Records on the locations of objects
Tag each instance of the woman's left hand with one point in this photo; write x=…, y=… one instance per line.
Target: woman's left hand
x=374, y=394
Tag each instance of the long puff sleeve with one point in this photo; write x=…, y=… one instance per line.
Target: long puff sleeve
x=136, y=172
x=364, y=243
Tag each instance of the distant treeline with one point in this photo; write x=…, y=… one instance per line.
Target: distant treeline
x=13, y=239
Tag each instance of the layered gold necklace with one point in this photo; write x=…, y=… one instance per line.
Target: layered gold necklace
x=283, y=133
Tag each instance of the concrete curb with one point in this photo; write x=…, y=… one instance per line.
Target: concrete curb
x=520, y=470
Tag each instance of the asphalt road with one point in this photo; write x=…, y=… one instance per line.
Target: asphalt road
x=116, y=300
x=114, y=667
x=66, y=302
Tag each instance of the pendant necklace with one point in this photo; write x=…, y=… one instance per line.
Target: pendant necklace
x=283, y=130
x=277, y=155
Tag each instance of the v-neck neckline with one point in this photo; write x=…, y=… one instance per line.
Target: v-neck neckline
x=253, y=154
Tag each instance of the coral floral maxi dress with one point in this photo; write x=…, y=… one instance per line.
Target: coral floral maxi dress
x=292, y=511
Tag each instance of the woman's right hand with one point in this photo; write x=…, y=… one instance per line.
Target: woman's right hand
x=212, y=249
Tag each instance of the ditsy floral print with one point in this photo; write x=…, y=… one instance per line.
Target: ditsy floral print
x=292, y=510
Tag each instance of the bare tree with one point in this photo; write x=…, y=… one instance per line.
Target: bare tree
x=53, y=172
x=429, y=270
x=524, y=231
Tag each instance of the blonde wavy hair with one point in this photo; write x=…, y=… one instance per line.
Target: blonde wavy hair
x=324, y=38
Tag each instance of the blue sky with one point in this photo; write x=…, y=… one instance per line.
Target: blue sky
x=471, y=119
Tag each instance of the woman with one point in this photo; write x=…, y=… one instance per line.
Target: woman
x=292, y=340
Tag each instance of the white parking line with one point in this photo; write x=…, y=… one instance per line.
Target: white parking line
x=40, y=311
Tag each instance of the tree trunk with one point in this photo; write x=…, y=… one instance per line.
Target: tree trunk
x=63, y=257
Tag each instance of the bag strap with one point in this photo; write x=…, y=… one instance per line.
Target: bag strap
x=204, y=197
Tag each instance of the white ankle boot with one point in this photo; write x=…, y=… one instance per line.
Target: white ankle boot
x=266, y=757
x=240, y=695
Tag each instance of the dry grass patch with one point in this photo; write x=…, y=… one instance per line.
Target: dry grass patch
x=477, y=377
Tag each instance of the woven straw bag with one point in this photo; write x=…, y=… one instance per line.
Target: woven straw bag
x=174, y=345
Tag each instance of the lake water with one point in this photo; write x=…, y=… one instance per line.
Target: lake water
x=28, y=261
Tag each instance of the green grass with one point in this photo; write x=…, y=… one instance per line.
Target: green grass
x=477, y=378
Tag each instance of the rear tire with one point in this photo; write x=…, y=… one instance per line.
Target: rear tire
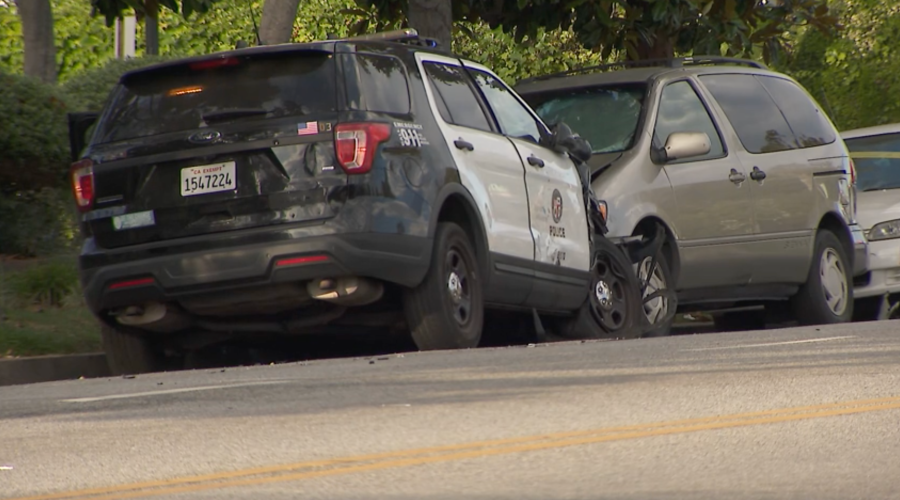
x=613, y=307
x=827, y=295
x=657, y=309
x=129, y=354
x=446, y=310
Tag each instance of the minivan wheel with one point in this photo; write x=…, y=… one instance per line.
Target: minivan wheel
x=658, y=310
x=446, y=310
x=827, y=295
x=613, y=306
x=128, y=353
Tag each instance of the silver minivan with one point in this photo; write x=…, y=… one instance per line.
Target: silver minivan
x=736, y=167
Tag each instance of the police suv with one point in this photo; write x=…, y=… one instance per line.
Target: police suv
x=372, y=182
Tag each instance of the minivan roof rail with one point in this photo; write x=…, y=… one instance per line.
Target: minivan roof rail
x=408, y=35
x=674, y=62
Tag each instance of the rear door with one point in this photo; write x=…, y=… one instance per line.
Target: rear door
x=215, y=145
x=779, y=172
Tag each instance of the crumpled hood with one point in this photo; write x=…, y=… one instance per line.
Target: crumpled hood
x=875, y=207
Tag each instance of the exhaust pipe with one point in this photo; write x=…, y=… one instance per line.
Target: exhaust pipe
x=153, y=316
x=347, y=291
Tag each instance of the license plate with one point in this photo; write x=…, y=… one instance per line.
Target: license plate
x=205, y=179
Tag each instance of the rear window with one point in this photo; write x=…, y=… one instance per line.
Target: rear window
x=377, y=83
x=877, y=160
x=188, y=97
x=608, y=117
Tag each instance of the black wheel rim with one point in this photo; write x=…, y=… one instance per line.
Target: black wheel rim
x=609, y=301
x=458, y=287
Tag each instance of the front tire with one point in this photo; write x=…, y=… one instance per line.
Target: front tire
x=129, y=354
x=658, y=311
x=827, y=295
x=613, y=307
x=446, y=310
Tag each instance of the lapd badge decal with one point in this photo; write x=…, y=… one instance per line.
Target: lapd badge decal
x=556, y=206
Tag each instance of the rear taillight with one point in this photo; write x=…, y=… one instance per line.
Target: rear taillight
x=355, y=144
x=82, y=173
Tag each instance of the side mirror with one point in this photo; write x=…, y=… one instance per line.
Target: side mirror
x=564, y=140
x=79, y=123
x=681, y=145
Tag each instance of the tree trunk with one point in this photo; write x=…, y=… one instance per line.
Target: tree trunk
x=37, y=30
x=432, y=19
x=151, y=28
x=277, y=23
x=659, y=48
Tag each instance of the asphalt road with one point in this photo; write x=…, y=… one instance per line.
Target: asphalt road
x=799, y=413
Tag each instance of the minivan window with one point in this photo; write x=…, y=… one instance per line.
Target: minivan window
x=177, y=98
x=514, y=119
x=681, y=110
x=452, y=86
x=806, y=120
x=877, y=160
x=751, y=111
x=380, y=82
x=608, y=117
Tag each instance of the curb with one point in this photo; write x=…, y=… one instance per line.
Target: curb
x=50, y=368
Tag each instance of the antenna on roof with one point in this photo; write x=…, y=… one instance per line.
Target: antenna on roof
x=255, y=27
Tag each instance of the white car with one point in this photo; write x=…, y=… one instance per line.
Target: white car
x=876, y=153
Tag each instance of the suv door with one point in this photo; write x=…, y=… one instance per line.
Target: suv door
x=780, y=176
x=714, y=214
x=488, y=164
x=555, y=197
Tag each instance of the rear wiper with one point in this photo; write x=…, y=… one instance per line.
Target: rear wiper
x=234, y=113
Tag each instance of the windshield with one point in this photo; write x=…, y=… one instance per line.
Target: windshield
x=188, y=97
x=606, y=116
x=877, y=160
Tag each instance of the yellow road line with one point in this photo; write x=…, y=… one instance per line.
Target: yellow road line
x=422, y=456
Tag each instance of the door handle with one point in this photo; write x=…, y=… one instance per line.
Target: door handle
x=757, y=174
x=535, y=161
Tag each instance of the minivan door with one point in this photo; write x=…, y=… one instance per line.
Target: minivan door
x=714, y=214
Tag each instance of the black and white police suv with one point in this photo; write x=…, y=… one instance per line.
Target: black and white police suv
x=371, y=182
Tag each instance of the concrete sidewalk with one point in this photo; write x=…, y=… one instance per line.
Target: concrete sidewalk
x=49, y=368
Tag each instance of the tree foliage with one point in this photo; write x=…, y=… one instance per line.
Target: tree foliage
x=853, y=75
x=640, y=28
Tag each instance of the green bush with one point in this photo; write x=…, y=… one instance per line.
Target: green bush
x=49, y=283
x=89, y=89
x=33, y=134
x=37, y=222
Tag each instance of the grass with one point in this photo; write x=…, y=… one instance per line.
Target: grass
x=41, y=310
x=57, y=330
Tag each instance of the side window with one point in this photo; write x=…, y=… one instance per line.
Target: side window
x=380, y=83
x=459, y=106
x=804, y=117
x=752, y=112
x=681, y=110
x=514, y=118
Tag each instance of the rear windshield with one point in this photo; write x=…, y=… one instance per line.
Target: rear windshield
x=189, y=97
x=877, y=160
x=608, y=117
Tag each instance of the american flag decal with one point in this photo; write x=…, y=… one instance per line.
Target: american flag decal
x=308, y=128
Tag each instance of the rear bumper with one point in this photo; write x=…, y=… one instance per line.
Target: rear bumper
x=123, y=277
x=860, y=251
x=884, y=270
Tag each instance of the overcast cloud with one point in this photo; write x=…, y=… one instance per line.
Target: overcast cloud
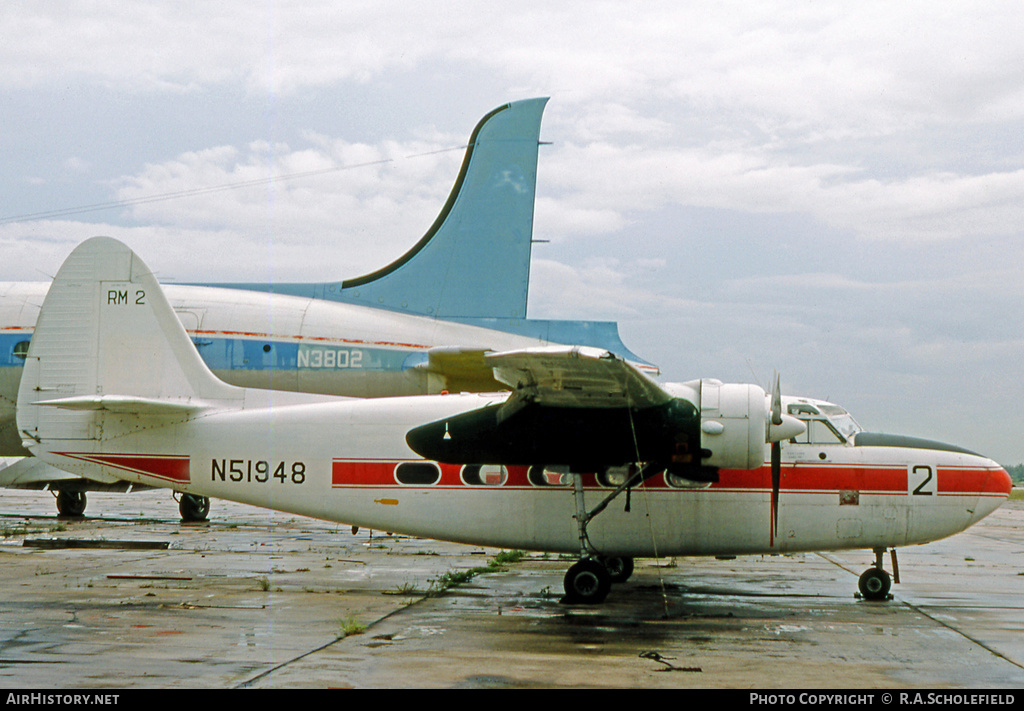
x=830, y=190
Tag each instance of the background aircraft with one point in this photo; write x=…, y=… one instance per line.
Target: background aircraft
x=416, y=326
x=120, y=391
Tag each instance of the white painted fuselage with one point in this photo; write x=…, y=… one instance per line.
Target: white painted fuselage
x=347, y=461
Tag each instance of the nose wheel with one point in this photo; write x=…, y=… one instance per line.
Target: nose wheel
x=875, y=583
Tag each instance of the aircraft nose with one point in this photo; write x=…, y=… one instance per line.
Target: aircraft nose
x=994, y=490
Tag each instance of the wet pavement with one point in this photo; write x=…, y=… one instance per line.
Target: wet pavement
x=130, y=597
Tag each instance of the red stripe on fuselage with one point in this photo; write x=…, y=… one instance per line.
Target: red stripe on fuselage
x=795, y=479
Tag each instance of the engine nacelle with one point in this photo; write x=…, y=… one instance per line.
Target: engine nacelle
x=733, y=422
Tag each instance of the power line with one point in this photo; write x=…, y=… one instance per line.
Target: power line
x=82, y=209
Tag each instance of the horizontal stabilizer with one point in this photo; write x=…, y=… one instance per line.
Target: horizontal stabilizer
x=126, y=405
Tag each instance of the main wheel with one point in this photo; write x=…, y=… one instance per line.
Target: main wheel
x=587, y=582
x=194, y=508
x=71, y=504
x=620, y=569
x=875, y=584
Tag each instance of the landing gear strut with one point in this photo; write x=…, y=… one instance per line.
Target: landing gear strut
x=589, y=580
x=875, y=583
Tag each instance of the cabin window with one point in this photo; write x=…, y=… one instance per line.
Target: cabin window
x=615, y=475
x=541, y=475
x=484, y=474
x=418, y=473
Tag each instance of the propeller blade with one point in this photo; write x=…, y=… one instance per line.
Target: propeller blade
x=776, y=403
x=776, y=476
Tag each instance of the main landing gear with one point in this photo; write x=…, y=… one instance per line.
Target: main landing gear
x=589, y=580
x=194, y=508
x=875, y=583
x=71, y=504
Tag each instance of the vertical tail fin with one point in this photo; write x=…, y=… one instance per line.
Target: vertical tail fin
x=108, y=339
x=474, y=260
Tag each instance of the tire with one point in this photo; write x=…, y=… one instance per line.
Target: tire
x=587, y=582
x=875, y=584
x=194, y=508
x=71, y=504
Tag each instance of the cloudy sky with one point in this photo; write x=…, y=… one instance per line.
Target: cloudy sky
x=834, y=191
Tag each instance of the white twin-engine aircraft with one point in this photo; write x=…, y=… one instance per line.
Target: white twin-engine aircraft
x=417, y=326
x=113, y=386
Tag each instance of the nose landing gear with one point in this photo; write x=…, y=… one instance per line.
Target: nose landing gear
x=875, y=583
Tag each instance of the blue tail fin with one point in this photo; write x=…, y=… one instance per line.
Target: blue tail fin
x=474, y=260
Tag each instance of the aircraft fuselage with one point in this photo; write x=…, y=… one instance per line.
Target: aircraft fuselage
x=363, y=472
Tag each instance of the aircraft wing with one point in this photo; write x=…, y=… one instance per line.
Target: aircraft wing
x=576, y=377
x=576, y=406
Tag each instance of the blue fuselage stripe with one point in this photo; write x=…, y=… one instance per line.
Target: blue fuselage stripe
x=260, y=354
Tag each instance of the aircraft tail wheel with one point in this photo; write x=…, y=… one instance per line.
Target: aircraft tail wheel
x=194, y=508
x=71, y=504
x=587, y=582
x=620, y=569
x=875, y=584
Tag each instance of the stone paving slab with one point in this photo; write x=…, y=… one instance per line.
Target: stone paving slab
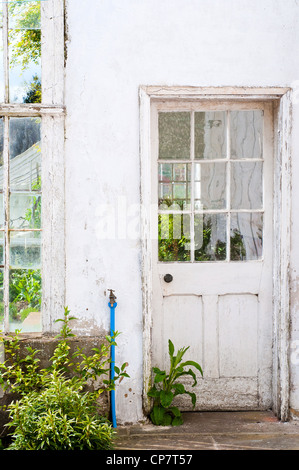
x=213, y=431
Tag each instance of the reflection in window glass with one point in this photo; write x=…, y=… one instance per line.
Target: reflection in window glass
x=174, y=186
x=1, y=58
x=174, y=237
x=247, y=185
x=1, y=301
x=210, y=186
x=25, y=154
x=246, y=236
x=25, y=249
x=210, y=134
x=25, y=214
x=174, y=135
x=209, y=237
x=24, y=52
x=25, y=299
x=246, y=130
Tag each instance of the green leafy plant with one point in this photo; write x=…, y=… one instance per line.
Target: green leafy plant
x=166, y=388
x=54, y=407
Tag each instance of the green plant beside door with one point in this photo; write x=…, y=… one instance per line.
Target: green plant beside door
x=166, y=387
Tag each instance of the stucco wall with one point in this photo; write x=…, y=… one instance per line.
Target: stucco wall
x=113, y=47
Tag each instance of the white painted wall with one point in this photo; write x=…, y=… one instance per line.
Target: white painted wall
x=114, y=46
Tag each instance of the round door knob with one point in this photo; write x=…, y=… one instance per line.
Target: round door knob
x=168, y=278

## [What is being asked]
Lay out the records above, starting with the line containing "Tag each instance of the white twin-engine" and ending with the line containing "x=166, y=387", as a two-column CSV with the columns "text" and "points". Give one row per record, put each value in a single quoted field with line breaks replaced by spaces, and leave out the pictures.

## [Exercise response]
text,points
"Tag each instance of the white twin-engine aircraft with one point in this photo; write x=…, y=… one instance per line. Target: white twin-engine aircraft","x=417, y=326 x=113, y=386"
"Tag each instance of the nose landing gear with one point in this photo; write x=…, y=… one instance per line. Target: nose landing gear","x=875, y=583"
"Tag each instance of the blue tail fin with one point in this photo; write x=…, y=… one instance per line. Target: blue tail fin","x=474, y=260"
"Tag each instance of the aircraft fuselage with one point in this photo; write x=…, y=… one instance per line. Target: aircraft fuselage","x=363, y=472"
"Tag each instance of the aircraft wing with one point in this photo; write x=…, y=… one instance per line. Target: aircraft wing","x=576, y=377 x=576, y=406"
"Tag each instance of the blue fuselage stripe with one point in this photo; write x=…, y=… one instance per line. Target: blue fuselage stripe","x=260, y=354"
"Tag each instance of the aircraft tail wheel with one point in this photo; write x=…, y=… one instance per line. Target: aircraft tail wheel","x=194, y=508 x=71, y=504 x=587, y=582 x=620, y=569 x=875, y=584"
"Tag each instance of the stone paving slab with one point in this photo; write x=…, y=… one instance per line. Target: stone paving slab","x=213, y=431"
"Tag each instance of the reflection in window glass with one point in this photo; write x=…, y=… one instance per line. Target: reflection in window glass","x=174, y=186 x=1, y=58 x=174, y=237 x=247, y=185 x=1, y=301 x=210, y=186 x=25, y=154 x=246, y=236 x=25, y=249 x=210, y=134 x=25, y=214 x=174, y=135 x=209, y=237 x=24, y=52 x=25, y=299 x=246, y=130"
"Tag each instance of the green leafy plant with one point in this photo; write x=…, y=… one instance per line. Target: green leafy plant","x=166, y=388 x=54, y=407"
"Tag each instance of the green plant beside door with one point in this photo; write x=…, y=… one instance per line. Target: green plant beside door","x=166, y=387"